**TASK PROMPT**
Retype the listing below exactly, beginning at the line that contains "Target: setting sun" and ending with its last line.

** Opening RECORDS PROVIDED block **

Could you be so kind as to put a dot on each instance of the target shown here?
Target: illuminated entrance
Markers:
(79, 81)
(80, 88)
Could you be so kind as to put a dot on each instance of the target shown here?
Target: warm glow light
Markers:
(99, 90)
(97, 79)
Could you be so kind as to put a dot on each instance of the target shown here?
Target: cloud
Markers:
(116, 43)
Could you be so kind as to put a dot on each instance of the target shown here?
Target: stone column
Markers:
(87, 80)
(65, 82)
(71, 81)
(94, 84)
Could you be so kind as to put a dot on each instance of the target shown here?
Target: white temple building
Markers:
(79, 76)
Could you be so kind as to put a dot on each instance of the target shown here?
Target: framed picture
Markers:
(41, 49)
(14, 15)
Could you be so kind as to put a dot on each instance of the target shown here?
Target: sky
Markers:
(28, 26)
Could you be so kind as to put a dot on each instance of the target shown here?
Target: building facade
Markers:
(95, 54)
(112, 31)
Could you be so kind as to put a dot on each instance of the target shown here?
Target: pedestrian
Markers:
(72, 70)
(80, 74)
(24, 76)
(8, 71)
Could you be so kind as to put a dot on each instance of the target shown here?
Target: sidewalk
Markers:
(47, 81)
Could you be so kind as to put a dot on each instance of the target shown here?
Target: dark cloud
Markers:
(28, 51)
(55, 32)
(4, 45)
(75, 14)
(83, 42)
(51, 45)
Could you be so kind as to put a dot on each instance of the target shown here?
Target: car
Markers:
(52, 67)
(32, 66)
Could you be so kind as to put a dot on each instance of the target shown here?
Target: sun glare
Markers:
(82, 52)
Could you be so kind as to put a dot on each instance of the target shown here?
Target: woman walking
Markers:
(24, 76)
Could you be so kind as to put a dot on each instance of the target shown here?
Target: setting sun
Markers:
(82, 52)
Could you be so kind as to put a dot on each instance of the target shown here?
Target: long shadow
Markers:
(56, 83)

** Closing RECORDS PROVIDED block **

**OUTPUT FOR THIS EXERCISE**
Target: setting sun
Markers:
(82, 52)
Could you be so kind as to put a dot on each instance of the target shown here?
Target: long shadow
Markers:
(56, 83)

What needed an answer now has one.